Start Records provided

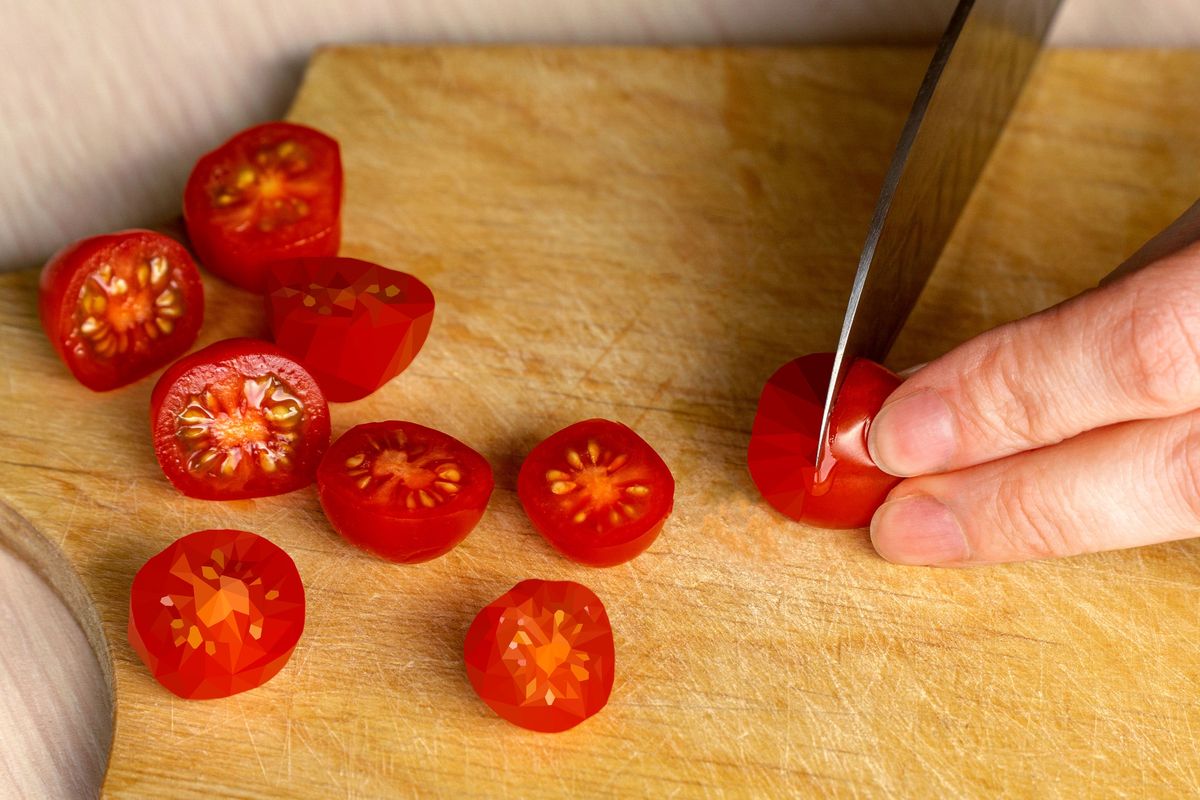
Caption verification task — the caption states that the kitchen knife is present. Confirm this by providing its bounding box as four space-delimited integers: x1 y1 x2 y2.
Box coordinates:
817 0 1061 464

End Records provided
Start Records provided

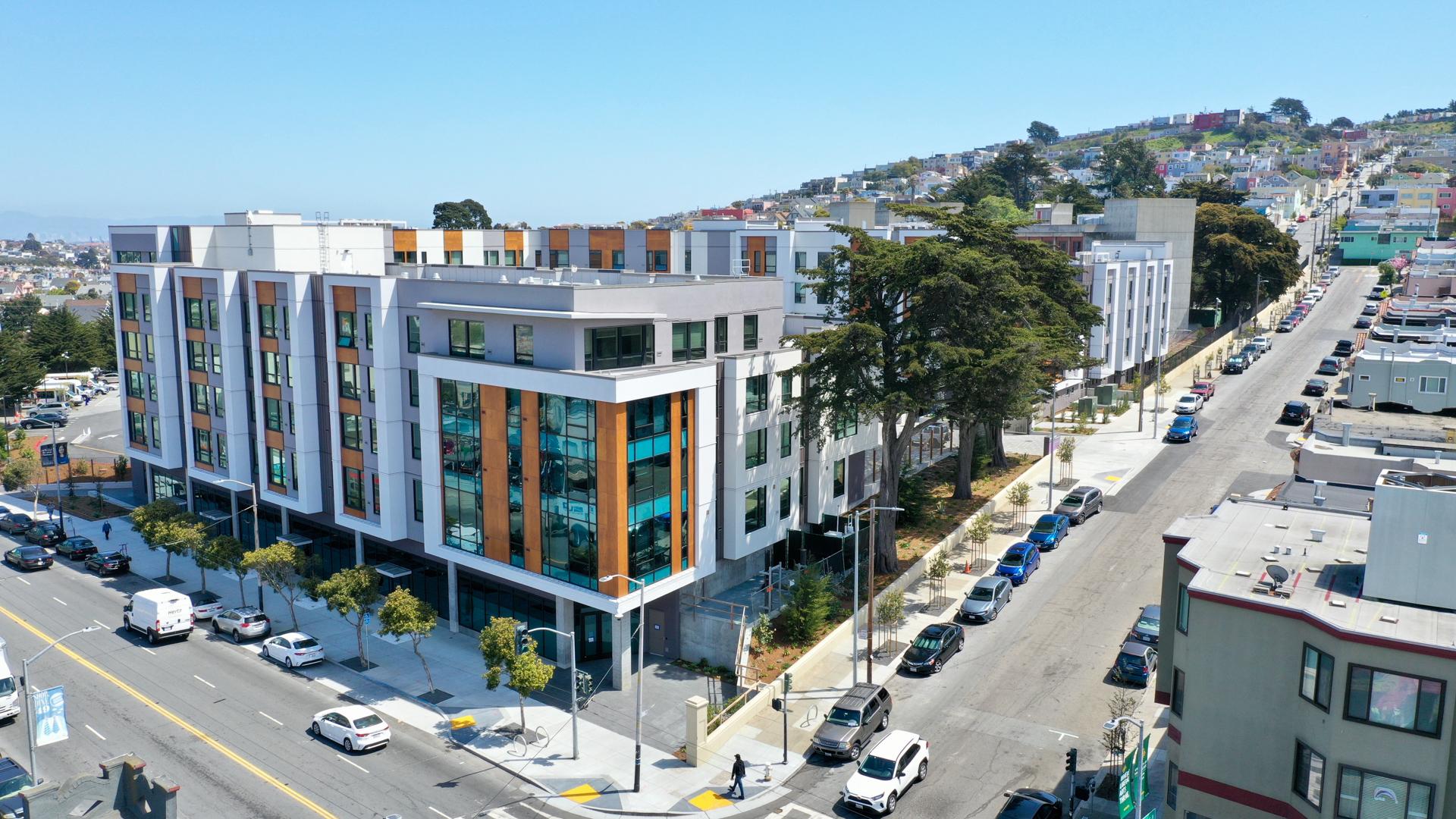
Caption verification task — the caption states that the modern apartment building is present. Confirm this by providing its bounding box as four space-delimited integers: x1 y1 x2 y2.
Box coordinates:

End Records provided
Start Records provided

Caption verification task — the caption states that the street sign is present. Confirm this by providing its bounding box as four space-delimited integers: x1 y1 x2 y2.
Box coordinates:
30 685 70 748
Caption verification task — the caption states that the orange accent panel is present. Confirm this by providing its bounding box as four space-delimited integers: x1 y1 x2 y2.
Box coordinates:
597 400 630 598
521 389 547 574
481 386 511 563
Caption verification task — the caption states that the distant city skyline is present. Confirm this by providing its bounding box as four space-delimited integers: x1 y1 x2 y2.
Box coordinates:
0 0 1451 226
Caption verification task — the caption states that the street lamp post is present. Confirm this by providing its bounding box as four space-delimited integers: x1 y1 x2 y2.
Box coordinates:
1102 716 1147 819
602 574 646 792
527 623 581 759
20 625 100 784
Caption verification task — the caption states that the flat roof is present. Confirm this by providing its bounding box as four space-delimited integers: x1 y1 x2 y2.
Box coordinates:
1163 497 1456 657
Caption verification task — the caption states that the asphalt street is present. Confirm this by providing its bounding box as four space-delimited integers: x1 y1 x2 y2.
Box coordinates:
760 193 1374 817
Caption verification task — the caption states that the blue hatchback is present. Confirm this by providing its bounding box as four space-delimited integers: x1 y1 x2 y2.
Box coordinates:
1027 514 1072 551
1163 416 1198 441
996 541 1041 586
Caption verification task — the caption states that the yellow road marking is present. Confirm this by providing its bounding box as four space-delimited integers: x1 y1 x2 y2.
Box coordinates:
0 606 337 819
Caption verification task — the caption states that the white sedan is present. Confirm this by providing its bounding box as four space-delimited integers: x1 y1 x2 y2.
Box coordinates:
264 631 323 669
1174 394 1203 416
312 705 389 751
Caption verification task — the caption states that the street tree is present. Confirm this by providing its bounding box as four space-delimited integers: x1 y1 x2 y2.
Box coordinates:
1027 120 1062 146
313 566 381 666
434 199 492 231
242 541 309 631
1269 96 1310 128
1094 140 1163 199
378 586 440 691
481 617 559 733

End Records provided

Copy the listing verbatim, starting at the line containing "the street lamp" and ending with the line containing "1163 497 1456 657", both lines included.

Result of the task:
Caption verification task — the caption states that the street lamp post is present. Confirm this by providing its bounding box as four space-delimited integers: x1 y1 x2 y2.
Box coordinates:
1102 716 1147 819
602 574 646 792
527 623 581 759
20 625 100 784
Caption verification task — the caption states that the flat roof is present. Confirm this by providing its bounding box as four space-delimited integers: x1 y1 x2 y2.
Box coordinates:
1163 497 1456 657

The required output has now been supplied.